[Collection entries]
----------

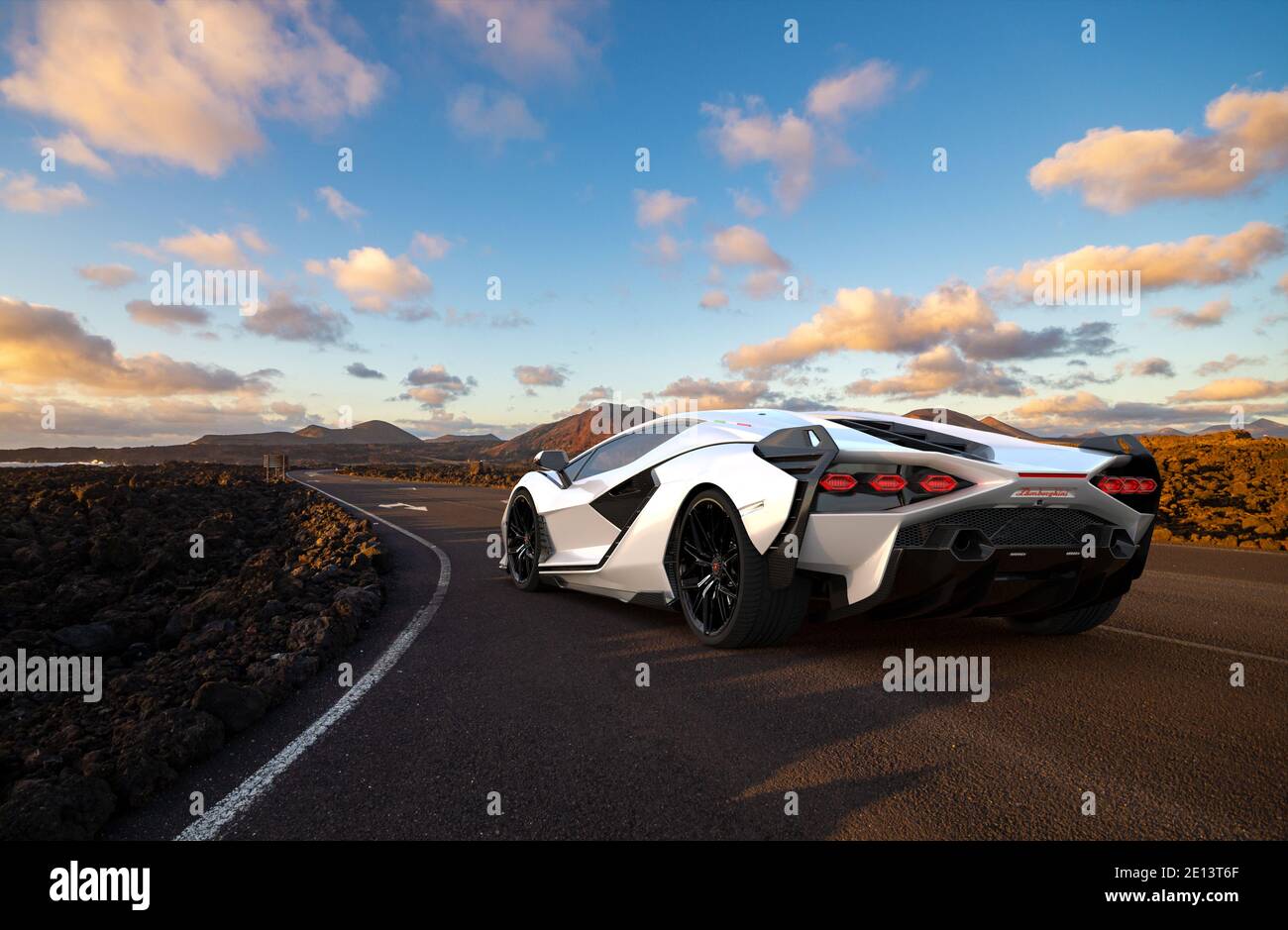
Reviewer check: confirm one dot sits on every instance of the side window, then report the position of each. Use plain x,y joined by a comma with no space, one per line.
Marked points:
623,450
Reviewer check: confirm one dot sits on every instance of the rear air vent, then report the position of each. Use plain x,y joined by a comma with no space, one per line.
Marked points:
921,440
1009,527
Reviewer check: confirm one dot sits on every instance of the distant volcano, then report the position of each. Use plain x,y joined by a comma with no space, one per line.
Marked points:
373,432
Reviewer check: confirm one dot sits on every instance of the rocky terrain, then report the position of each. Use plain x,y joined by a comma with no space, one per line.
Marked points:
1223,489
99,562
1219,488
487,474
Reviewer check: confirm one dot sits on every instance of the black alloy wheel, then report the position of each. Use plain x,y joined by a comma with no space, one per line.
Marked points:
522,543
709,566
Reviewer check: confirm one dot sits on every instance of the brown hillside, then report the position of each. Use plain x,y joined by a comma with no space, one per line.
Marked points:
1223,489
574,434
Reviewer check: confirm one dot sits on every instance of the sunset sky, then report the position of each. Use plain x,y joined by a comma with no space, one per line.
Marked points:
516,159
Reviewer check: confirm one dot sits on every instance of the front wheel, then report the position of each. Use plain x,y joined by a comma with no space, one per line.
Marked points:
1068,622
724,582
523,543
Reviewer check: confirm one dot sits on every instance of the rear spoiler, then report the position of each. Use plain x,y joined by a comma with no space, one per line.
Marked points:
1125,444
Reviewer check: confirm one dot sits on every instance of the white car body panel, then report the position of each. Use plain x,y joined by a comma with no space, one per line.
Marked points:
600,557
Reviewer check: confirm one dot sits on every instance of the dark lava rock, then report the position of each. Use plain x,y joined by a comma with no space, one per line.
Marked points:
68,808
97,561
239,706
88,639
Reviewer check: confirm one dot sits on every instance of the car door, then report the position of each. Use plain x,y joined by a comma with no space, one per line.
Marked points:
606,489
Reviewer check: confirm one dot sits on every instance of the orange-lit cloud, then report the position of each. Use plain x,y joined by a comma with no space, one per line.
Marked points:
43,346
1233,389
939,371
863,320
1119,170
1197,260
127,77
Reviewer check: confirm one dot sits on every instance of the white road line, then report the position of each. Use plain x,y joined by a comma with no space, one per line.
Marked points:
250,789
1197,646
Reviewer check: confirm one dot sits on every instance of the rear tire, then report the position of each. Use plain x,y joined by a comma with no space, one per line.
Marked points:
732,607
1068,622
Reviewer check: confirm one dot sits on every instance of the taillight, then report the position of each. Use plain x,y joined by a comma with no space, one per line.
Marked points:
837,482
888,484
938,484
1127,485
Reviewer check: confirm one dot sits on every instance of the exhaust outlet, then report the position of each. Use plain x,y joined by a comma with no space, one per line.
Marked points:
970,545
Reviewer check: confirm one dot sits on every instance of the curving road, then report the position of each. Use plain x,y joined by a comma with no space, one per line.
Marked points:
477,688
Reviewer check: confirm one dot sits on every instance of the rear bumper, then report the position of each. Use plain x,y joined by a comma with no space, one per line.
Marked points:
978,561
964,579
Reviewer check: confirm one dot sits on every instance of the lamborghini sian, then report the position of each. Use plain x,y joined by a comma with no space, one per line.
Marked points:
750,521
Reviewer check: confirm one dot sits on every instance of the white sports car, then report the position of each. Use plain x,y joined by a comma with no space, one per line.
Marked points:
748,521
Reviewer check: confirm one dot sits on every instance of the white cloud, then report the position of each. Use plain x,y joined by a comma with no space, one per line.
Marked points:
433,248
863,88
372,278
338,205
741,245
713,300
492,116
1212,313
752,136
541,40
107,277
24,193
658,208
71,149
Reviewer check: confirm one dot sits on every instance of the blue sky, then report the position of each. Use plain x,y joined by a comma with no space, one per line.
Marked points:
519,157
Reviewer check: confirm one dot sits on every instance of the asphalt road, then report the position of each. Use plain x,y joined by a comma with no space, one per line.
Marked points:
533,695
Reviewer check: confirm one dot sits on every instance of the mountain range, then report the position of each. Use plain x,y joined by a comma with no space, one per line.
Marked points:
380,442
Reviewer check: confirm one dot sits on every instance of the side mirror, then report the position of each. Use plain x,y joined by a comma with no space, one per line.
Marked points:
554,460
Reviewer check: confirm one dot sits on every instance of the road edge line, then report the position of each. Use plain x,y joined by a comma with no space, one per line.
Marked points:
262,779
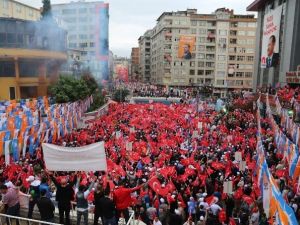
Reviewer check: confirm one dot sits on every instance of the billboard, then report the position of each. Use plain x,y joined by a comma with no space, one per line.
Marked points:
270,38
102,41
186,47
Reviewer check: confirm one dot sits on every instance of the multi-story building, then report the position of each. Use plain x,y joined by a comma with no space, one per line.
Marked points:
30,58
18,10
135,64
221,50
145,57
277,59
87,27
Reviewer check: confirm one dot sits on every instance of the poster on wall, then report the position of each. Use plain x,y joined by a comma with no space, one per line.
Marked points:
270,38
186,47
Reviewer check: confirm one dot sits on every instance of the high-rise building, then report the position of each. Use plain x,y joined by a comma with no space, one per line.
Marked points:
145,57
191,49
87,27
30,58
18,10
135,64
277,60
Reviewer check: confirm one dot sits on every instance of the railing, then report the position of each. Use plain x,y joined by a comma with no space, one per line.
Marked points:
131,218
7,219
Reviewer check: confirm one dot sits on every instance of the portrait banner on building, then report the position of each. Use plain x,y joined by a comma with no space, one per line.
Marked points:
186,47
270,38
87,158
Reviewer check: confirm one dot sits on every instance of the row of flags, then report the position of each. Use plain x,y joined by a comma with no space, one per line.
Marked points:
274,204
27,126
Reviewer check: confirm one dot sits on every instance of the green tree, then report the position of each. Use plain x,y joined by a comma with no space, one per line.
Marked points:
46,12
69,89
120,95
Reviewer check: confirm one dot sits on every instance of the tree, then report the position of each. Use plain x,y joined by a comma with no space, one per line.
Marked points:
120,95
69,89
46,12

----------

§ WHAT YOU ARE ASKED TO DO: Copy out each line carrying the string "tree" from the data.

§ OUTPUT:
Reviewer check: confirm one dot sits on every instance of the green tree, then report the position of each. Use plain x,y joined by a comma with no space, one per line.
Reviewer check: confirm one dot sits on every instance of the tree, then report the position of each. Use plain x,y joined by a comma with no space, one per line.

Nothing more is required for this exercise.